- [WHAT YOU NEED TO DO]:
Every line below containing the word "character" should be found and copied.

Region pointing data
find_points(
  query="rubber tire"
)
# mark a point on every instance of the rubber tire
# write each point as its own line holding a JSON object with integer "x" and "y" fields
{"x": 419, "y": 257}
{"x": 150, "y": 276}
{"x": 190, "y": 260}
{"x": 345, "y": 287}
...
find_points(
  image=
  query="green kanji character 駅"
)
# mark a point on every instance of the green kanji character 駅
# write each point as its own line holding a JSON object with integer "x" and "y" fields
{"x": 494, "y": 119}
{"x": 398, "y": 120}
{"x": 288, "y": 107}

- [EXERCISE RESPONSE]:
  query="green kanji character 駅"
# mark a point on every instance of the green kanji character 駅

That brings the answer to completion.